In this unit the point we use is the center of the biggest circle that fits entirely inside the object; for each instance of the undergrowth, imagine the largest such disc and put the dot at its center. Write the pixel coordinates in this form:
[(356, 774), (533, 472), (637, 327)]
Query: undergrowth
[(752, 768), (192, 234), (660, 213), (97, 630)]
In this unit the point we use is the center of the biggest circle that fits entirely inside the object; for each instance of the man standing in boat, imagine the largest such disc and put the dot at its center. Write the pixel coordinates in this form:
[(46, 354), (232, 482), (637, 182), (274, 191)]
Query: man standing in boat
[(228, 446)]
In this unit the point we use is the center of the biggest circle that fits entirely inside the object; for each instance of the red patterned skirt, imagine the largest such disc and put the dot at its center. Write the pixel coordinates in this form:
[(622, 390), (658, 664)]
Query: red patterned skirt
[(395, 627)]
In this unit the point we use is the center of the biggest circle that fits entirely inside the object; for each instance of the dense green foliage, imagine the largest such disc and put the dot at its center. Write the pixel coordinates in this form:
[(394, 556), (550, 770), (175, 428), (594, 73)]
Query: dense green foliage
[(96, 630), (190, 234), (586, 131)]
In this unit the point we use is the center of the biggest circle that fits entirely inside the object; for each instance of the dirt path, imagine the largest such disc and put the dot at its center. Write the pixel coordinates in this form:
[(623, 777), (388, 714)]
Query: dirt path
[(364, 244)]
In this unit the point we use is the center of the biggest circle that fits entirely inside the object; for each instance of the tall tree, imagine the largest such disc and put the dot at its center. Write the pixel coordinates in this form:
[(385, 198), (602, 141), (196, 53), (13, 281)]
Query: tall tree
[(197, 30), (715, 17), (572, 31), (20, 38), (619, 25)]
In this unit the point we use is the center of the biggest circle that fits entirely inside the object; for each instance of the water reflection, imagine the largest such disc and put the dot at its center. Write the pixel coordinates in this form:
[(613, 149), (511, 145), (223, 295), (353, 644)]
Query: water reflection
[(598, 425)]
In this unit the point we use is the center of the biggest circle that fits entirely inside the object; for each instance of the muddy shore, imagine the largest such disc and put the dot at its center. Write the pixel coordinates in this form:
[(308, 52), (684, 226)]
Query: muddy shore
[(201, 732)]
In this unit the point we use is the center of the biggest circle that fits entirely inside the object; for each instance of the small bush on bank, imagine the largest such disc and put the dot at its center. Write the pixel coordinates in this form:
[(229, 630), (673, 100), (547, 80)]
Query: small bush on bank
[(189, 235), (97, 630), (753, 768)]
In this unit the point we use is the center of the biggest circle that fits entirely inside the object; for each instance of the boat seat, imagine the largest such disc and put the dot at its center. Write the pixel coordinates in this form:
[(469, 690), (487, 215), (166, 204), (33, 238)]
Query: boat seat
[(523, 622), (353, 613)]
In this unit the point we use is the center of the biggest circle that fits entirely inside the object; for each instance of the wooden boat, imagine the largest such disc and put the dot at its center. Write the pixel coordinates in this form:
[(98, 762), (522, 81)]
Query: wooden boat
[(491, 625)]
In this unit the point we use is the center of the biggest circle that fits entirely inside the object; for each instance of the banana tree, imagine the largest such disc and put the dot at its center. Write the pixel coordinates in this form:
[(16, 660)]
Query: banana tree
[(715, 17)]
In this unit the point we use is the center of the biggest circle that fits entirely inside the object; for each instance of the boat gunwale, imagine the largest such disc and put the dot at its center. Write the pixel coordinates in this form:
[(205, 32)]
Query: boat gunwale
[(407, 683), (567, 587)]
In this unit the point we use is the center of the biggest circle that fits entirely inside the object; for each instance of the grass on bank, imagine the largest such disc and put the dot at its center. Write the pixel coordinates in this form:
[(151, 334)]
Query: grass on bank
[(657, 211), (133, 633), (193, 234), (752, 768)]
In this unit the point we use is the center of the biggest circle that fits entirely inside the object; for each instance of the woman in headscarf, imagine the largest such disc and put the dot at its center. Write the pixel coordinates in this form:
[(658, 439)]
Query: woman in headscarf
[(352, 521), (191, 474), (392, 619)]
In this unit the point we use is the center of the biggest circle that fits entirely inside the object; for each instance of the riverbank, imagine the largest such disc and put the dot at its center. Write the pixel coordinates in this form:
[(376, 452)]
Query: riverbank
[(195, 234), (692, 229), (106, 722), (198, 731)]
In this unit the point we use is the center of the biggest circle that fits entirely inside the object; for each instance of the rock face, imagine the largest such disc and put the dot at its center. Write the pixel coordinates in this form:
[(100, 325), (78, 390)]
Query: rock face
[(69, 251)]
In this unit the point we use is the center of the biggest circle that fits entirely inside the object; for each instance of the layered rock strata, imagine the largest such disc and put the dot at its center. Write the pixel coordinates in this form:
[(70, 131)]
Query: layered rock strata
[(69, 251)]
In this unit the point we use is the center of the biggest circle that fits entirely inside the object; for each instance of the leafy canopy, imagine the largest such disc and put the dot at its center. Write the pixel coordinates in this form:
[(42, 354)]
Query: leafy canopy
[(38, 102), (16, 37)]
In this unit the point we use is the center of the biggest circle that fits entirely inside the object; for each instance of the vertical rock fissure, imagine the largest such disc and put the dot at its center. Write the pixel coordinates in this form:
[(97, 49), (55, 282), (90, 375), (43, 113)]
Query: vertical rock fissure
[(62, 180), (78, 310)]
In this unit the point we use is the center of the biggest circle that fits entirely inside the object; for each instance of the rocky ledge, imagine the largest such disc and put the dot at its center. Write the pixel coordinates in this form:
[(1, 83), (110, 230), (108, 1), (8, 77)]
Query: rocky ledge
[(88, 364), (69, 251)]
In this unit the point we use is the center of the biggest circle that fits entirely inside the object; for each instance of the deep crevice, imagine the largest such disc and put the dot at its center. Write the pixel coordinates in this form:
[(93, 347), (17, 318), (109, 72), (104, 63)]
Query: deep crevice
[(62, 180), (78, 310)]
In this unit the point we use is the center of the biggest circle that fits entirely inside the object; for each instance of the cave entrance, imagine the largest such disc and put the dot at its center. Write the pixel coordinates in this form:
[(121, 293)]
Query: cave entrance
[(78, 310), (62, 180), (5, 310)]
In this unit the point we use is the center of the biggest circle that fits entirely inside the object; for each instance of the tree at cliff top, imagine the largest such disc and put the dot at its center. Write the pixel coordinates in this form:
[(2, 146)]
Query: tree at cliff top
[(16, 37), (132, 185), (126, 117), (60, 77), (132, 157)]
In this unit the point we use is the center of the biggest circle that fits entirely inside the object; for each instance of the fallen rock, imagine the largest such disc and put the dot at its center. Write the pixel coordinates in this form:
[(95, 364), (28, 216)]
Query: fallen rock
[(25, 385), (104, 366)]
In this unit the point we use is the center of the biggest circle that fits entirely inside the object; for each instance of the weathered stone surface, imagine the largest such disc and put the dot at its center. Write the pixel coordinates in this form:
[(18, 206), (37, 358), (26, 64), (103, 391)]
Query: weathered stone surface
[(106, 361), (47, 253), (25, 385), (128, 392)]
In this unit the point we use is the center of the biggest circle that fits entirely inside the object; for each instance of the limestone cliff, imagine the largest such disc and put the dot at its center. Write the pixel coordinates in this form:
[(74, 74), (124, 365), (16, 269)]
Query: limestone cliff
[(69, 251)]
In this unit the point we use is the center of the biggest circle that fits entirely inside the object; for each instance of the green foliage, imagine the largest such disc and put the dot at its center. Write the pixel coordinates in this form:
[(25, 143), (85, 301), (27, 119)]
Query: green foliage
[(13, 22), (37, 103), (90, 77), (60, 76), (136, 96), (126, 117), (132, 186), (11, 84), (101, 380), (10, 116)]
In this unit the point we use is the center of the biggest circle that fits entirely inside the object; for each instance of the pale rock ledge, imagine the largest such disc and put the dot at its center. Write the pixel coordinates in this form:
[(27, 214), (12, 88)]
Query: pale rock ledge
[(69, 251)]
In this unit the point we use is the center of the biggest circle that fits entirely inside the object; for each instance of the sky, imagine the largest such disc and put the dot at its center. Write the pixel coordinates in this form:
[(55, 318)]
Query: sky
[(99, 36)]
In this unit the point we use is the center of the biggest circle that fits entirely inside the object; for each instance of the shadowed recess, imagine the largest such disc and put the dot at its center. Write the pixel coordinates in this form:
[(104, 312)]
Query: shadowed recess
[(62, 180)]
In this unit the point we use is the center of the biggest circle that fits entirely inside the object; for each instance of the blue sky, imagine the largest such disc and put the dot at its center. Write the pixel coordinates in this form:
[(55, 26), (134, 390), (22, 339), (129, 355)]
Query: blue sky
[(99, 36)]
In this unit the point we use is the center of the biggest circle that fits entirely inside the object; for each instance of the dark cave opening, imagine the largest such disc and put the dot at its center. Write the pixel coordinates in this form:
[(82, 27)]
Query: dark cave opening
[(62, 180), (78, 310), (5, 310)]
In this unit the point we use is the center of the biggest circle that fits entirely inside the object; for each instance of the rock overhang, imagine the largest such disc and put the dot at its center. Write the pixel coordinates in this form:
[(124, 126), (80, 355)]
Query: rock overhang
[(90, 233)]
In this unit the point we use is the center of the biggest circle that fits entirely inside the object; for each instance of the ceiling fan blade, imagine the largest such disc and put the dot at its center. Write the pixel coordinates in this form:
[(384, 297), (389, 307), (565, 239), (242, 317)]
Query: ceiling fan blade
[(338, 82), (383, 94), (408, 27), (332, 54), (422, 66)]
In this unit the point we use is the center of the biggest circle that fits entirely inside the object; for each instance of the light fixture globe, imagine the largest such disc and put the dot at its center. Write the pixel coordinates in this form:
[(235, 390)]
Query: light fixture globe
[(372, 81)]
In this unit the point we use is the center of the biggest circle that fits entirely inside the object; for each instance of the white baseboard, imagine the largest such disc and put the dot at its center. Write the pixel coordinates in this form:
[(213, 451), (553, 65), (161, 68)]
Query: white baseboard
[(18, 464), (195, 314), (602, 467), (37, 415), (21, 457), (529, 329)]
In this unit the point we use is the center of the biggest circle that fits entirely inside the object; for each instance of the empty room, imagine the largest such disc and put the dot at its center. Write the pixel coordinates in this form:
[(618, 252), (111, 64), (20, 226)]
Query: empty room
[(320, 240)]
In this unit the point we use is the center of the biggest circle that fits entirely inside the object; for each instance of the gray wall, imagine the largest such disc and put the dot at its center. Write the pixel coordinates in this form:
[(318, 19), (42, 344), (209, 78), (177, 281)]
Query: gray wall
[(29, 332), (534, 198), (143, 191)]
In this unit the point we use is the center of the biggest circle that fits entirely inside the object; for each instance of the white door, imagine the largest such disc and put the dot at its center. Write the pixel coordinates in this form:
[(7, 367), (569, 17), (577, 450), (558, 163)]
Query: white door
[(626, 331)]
:::
WORK TO DO | Return everything in the listing above from the line containing "of the rocky" down to the line containing "[(106, 361), (47, 253), (25, 385), (128, 392)]", both included, unchanged.

REPLY |
In this unit the point we use is the center of the biggest circle that fits entirely inside the object; for each instance of the rocky ledge, imagine the largest such disc and put the dot at its center. Write the pixel coordinates in this form:
[(1, 83), (110, 230), (108, 1), (8, 77)]
Query: rocky ledge
[(88, 364), (69, 251)]
In this unit the point we use is the center of the biggest circle that fits entirely inside the object; for each instance of the deep crevice, imagine the largest such disc and put the dot at its center. Write the pixel coordinates in this form:
[(93, 347), (17, 318), (109, 72), (104, 63)]
Query: deep crevice
[(62, 180), (78, 310)]
In this unit the point we use is the center of the biggest circle that fits entirely inside the object; for each instance of the cave entrance, imagine the largest such disc and put the dot at its center. Write the pixel coordinates in this form:
[(121, 293)]
Query: cave entrance
[(78, 310), (62, 180), (5, 310)]
In this unit the point we use is the center of the biggest circle that fits entirely inside the object; for each instance of the tree at cliff top, imagine the largest such disc and put the dot at its center. Write the pixel coordinates in this form:
[(2, 146)]
Query: tree at cliff top
[(16, 37), (132, 185), (126, 117), (60, 77), (132, 157)]
In this unit the point we use is the center of the biggest circle that fits entirely inside the object; for each instance of the fallen rock, imagine the largest such disc and put the dot at its center. Write the pixel coordinates in this form:
[(95, 364), (28, 216)]
Query: fallen rock
[(25, 385), (104, 366)]
In this unit the point we use is the center of the biggest circle that fits entirely inside the object; for each instance of the weathered stone surface, imagine the largest such disc and put the dot at its center. Write the pixel coordinates in this form:
[(18, 206), (37, 358), (26, 64), (103, 391)]
Query: weathered stone surface
[(106, 361), (47, 253), (25, 385), (128, 392)]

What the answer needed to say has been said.